## SEITENAUSZUG
-.-.-

# Neuwerk....



## messerfisch (29. Februar 2008)

Ich fahre im April auf die Nordsee-Insel Neuwerk.Nun meine fragen kann mir einer sagen ob ich das überhaupt fischen darf.....und wenn ja für welches Bundesland ich mir dann die Erlaubnisskarte holen muss ich wäre über Antworten sehr sehr dankbar.....





gruß messerfisch:vik:


----------



## maki1980 (29. Februar 2008)

*AW: Neuwerk....*

Hi,

eigentlich müßte der Bundesfischerschein reichen.
Problem.. Die Insel liegt ja nun völlig im Tidebereich der Elbmündung und der Tiedehub
müßte gerade hier bestimmt gewaltig sein.
Ich kann mir kaum vorstellen, dass dort irgendein Blei liegen bleibt.
Vielleicht kann dir jemand aus Cuxhaven helfen?!

Gruß
Daniel


----------



## Mantafahrer (29. Februar 2008)

*AW: Neuwerk....*

Die Insel fällt bei Niedrigwasser ringsum trocken, da ist nicht viel mit Fisch. Einzige Ausnahme: der Bauernhafen. Aber ob da Fische drin sind, möchte ich bezweifeln.............
Guckst Du hier:

Wattwandern in Hamburg - verkehrsinfo.hamburg.de


----------



## messerfisch (2. März 2008)

*AW: Neuwerk....*

hört sich ja nicht so doll an .......Mein ihr da gibt es noch nicht einmal Platte?????? In den ganzen Prinlen?????Aber Hauptsache ist das ich da Angeln darf.....Wir fahren da hin auf Klassenfahrt für 2 Wochen und ich würde sterben wenn ich da nicht angeln könnte für 2 Wochen........#q! !!!!

-.-.-

(Einträge zum Zeigen und Beschriften)

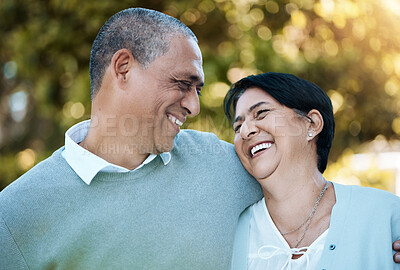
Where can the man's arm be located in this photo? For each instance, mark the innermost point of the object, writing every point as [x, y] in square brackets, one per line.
[396, 247]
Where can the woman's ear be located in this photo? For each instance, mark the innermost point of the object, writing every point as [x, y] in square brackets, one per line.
[316, 124]
[121, 64]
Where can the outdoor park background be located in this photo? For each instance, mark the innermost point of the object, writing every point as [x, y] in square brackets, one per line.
[350, 48]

-.-.-

## AUFGABEN ZUR ÜBUNG
- 1) Gib aus dem Forenthread über das Angeln auf Neuwerk den Abschnitt wörtlich aus, der mit den Worten beginnt, die „eigentlich müßte der“ enthalten, und mit „aus Cuxhaven helfen?!“ endet.
- 2) Welcher Schein müsste laut Daniel im Forenthread über das Angeln auf Neuwerk eigentlich ausreichen?
- 3) Schreibe den Forenthread über das Angeln auf Neuwerk im Anschluss an seinen letzten Beitrag weiter.
Die Zeilen braucht man hier nicht.

## LÖSUNGEN
- 1)
eigentlich müßte der Bundesfischerschein reichen.
Problem.. Die Insel liegt ja nun völlig im Tidebereich der Elbmündung und der Tiedehub
müßte gerade hier bestimmt gewaltig sein.
Ich kann mir kaum vorstellen, dass dort irgendein Blei liegen bleibt.
Vielleicht kann dir jemand aus Cuxhaven helfen?!

- 2) Der Bundesfischerschein.

- 3)
Kriege ich die Erlaubnisskarten auch in Berlin????Und ihr seit euch sicher das,dass nicht NSG ist???



gruß Max:m


----------



## Mantafahrer (2. März 2008)

*AW: Neuwerk....*

Früher gab es reichlich Flundern in den Prielen, aber das ist vorbei. 
Für Deine weiteren Fragen klick mal hier:
Stadt Cuxhaven
Unten links findest Du die Kontaktadresse.....


----------



## Pikepauly (2. März 2008)

*AW: Neuwerk....*

Da ist leider wirklich nicht viel zu fangen.
Mit 17 auf Klassenfahrt hatte ich irgendwie andere Interessen.


----------



## messerfisch (2. März 2008)

*AW: Neuwerk....*



Pikepauly schrieb:


> Da ist leider wirklich nicht viel zu fangen.
> Mit 17 auf Klassenfahrt hatte ich irgendwie andere Interessen.




So,so ......#6


gruß Max


----------



## Pikepauly (2. März 2008)

*AW: Neuwerk....*

Max ich finds ja gut, daß Du da mal angeln willst.
Aber leider ist da fast nix zu holen.
Ich wohne ja quasi direkt vor der Insel und bin öfter mal da.
Da gibts nicht viel zu fischen.

Gruss

Pauly


----------



## Blink* (2. März 2008)

*AW: Neuwerk....*

ui, zwei Wochen auf Neuwerk - das ist hart  |supergri

Aber zum Glück kann man bei Ebbe aufs Festland flitzen #6 (wobei, bitte nicht auf eigene Faust #d )


----------



## Pikepauly (2. März 2008)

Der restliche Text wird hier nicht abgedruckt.